### [QUESTIONS ON THE MATERIAL]
A) In the pigeon-feeding thread, why does the poster plan to keep giving Mr. Humphries extra Zupreem?
B) From the morning feed list in the pigeon-feeding thread, name every item whose name ends in the word "seed."
C) Please carry the pigeon-feeding thread on from the point where it stops.

Start of EXERCISE TEXT

That may be fine for a group of racers, so that is just one aspect, however in the "breeding loft" the birds get all the feed they want!


----------



## Maggie-NC (Jun 22, 2005)

*Redemption*

Well, this has been interesting for me.

I made up a batch of the food I give them which I'll list later and is, again, overkill, stirred it all up, weighed out 1 1/2 oz (still cheating you see) and boy was I amazed at just how much 1 1/2 oz feed looks like. It was more than I have been giving them. I couldn't believe it. So I have actually been feeding them the right amount and didn't even realize. The problem is they just don't eat it all.

Tomorrow they will get 1 oz only. I will continue to give Mr. Humphries an additional amount of Zupreem just because he deserves it for being handicapped and is such a good boy. 

OK, this is what they got this morning: wild bird seed, parakeet seed, finch seed (which they love), Kaytee dove mix, pigeon grain with different kinds of peas, corn and different grains, Zupreem fruit blend pellets and Zupreem plain pellets, safflour seed, pigeon pellets, lentils, and split peas. I know I spoil them but I can't help it.......


----------



## Lovebirds (Sep 6, 2002)

End of EXERCISE TEXT
Start of RECORDED DATA

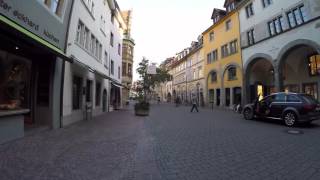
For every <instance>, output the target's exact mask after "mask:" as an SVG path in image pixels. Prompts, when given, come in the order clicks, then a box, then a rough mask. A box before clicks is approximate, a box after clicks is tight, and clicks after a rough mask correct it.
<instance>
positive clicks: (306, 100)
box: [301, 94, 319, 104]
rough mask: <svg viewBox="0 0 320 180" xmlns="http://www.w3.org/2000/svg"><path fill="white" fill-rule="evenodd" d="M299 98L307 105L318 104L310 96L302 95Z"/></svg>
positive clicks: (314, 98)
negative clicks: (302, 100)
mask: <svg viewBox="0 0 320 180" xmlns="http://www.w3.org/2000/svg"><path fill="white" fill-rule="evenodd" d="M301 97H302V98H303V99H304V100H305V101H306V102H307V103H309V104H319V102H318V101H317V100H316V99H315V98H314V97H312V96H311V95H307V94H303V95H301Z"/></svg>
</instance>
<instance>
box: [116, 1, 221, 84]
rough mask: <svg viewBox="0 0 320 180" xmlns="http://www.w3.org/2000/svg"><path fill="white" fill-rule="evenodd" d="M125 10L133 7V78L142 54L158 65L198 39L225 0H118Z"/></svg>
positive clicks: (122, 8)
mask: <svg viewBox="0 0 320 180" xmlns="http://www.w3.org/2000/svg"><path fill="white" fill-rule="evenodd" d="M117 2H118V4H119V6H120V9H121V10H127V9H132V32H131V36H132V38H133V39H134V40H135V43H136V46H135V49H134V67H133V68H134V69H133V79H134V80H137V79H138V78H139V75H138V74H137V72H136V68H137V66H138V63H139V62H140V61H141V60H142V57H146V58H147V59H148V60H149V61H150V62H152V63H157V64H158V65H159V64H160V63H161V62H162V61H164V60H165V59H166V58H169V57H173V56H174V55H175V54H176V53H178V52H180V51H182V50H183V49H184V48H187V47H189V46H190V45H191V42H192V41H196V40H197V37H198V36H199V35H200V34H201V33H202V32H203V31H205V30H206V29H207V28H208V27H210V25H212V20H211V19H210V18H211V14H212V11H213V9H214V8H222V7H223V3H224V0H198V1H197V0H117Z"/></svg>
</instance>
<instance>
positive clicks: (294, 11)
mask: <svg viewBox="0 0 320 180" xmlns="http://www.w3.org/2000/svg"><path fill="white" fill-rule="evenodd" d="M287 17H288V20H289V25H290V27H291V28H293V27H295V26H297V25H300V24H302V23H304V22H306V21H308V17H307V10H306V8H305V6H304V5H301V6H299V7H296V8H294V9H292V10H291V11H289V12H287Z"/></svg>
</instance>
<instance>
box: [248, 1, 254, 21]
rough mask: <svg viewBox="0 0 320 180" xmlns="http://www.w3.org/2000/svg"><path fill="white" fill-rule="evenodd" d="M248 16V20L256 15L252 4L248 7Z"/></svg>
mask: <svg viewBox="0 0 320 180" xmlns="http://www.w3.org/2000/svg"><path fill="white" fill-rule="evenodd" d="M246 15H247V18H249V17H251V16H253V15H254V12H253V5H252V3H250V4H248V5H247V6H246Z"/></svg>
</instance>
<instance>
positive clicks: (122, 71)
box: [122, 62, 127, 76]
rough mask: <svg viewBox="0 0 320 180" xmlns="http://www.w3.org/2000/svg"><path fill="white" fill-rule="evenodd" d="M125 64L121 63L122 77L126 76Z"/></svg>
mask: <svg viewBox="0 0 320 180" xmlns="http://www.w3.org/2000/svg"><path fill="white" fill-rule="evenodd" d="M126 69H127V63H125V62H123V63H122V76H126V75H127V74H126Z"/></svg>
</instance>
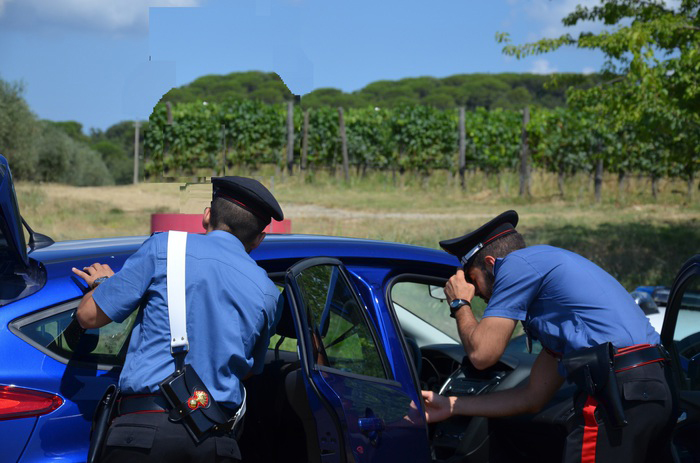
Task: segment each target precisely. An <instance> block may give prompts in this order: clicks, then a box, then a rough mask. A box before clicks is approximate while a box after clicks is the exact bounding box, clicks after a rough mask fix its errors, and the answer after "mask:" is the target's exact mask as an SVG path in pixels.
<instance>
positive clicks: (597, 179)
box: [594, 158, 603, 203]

End of RECORDED DATA

### [SOLVED TASKS]
A) He gets the extra Zupreem because he is handicapped, which the poster feels earns him more, and because he is such a good boy.

B)
- wild bird seed
- parakeet seed
- finch seed
- safflour seed

C)
Lady Tarheel said:


> Well, this has been interesting for me.
> 
> I made up a batch of the food I give them which I'll list later and is, again, overkill, stirred it all up, weighed out 1 1/2 oz (still cheating you see) and boy was I amazed at just how much 1 1/2 oz feed looks like. It was more than I have been giving them. I couldn't believe it. So I have actually been feeding them the right amount and didn't even realize. The problem is they just don't eat it all.
> 
> ...


Boy, they get quite a variety..........so, birds that aren't flying don't usually eat as much as the ones who fly every day and/or race..........this time of year, an ounce may be a tad too much...........have to play with it and see.


----------



## DEEJAY7950 (Dec 13, 2006)

My second favorite feeder is------------------MY HAND!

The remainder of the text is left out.